Raw records
-- -- --
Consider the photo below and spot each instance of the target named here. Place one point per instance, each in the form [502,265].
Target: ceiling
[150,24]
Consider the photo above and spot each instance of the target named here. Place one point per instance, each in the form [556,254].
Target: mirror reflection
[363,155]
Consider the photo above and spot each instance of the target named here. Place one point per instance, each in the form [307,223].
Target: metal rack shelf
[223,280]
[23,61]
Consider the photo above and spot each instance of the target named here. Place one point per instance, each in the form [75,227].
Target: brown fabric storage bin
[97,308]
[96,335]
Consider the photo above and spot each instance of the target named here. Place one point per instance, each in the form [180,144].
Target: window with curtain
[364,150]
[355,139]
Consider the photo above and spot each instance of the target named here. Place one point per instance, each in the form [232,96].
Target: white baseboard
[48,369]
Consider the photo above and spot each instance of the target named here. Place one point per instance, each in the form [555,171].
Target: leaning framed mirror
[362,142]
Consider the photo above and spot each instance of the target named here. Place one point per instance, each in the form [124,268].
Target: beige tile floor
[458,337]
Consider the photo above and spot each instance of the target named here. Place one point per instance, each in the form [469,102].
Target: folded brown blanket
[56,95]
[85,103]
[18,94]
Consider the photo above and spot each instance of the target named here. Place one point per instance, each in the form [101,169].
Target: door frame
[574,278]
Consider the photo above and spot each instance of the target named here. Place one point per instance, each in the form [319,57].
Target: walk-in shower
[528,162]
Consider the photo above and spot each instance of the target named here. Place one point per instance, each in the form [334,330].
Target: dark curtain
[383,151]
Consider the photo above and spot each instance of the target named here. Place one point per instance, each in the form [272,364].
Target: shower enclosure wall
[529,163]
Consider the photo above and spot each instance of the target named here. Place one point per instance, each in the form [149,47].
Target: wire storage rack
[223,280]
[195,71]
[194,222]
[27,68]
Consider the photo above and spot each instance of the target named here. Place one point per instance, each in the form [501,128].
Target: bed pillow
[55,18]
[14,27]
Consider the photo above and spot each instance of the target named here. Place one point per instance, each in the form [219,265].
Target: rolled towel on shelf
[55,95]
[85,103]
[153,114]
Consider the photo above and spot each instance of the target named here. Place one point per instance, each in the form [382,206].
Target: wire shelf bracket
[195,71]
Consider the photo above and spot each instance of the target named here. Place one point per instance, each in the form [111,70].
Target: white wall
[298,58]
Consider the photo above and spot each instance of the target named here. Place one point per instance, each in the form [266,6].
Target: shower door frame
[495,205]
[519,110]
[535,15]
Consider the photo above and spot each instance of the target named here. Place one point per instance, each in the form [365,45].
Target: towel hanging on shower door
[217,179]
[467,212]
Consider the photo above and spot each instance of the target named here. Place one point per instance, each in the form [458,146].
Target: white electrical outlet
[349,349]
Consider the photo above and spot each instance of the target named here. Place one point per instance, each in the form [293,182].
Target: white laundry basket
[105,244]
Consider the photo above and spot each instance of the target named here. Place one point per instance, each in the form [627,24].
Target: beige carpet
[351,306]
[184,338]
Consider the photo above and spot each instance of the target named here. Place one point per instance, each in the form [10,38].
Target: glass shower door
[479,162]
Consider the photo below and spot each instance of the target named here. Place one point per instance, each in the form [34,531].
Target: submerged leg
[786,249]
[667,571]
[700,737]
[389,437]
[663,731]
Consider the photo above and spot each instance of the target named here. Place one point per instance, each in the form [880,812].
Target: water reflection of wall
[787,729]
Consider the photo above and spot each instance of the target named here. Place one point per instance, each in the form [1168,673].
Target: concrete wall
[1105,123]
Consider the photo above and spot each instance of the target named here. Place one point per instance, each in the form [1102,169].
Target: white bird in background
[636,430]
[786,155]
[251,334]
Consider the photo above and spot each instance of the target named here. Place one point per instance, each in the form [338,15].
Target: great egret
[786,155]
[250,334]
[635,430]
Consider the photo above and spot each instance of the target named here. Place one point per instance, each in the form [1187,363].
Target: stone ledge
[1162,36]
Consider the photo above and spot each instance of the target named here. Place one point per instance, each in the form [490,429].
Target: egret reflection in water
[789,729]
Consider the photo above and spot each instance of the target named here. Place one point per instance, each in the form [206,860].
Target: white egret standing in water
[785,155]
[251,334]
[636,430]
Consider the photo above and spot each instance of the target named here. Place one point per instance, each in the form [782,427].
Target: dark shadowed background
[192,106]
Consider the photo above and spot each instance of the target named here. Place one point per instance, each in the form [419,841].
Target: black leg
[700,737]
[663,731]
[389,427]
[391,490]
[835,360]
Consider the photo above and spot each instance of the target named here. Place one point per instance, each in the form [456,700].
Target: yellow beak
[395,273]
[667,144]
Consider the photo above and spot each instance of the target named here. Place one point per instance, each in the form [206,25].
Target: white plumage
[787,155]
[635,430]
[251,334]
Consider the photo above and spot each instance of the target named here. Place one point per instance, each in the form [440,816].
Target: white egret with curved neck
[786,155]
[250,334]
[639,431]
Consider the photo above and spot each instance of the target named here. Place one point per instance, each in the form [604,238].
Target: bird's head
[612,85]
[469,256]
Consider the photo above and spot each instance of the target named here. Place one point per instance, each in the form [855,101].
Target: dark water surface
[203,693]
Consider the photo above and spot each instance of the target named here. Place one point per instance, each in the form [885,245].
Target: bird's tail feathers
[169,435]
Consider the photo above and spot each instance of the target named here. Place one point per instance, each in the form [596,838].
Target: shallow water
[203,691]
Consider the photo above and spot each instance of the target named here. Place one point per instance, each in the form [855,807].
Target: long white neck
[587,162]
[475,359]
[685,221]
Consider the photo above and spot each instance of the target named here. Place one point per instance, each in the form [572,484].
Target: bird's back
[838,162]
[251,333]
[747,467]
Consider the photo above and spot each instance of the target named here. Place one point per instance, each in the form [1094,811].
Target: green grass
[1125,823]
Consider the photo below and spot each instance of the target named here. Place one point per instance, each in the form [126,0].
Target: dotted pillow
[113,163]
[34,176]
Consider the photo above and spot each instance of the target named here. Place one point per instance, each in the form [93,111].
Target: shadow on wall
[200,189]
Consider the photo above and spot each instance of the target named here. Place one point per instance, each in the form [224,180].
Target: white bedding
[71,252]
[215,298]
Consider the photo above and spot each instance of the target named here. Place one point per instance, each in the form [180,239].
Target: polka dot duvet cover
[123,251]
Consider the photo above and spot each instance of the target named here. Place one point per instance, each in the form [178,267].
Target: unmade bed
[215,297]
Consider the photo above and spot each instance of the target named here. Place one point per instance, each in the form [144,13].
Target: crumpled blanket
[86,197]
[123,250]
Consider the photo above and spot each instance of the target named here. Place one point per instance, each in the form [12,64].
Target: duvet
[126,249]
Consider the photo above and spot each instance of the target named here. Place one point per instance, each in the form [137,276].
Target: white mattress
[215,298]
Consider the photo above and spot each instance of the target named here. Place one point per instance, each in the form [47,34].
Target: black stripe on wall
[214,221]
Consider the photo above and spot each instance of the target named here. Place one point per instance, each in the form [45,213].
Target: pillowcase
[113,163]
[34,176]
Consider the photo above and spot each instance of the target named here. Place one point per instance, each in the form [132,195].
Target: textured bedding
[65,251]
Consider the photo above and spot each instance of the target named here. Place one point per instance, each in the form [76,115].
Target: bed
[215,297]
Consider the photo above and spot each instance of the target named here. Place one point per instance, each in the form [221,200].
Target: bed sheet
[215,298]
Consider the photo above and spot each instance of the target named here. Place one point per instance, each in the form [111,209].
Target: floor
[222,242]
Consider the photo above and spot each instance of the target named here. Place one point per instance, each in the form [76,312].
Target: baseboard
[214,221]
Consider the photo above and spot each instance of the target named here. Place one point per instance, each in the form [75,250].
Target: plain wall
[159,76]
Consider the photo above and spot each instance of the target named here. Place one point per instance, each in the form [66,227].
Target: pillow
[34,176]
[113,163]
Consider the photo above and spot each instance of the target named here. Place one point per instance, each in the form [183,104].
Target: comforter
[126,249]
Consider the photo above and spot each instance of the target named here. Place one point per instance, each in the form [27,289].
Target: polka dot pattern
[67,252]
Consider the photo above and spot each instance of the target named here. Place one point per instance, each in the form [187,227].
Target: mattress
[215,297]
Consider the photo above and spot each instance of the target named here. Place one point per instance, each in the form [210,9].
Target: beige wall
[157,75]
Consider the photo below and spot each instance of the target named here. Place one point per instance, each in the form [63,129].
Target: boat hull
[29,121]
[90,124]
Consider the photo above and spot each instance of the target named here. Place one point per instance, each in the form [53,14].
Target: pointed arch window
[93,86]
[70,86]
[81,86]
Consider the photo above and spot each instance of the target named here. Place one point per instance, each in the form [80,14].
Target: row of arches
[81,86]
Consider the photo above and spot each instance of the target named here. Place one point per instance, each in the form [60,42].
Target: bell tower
-- -- --
Keep only the lines from the one containing "the form [210,9]." to the end of the entries, and repeat them exactly.

■ **RESULT OF THE EXERCISE**:
Consider the photo above and spot each instance of the target named here. Place one point per instance, each in the form [210,9].
Target: beige wall
[157,75]
Consider the photo below and spot each instance of the target named here. Place one point per instance, each in the form [63,129].
Target: boat hull
[29,121]
[90,124]
Consider the photo above and spot each instance of the target named here. Place one point per instance, each in the form [53,14].
Target: pointed arch window
[93,86]
[70,86]
[81,86]
Consider the photo above and spot each instance of the target named here. Place one point per instance, each in the form [80,14].
Target: row of arches
[81,86]
Consider the photo above and spot each instance of the target named here. Place one point per instance, each in the form [60,42].
Target: bell tower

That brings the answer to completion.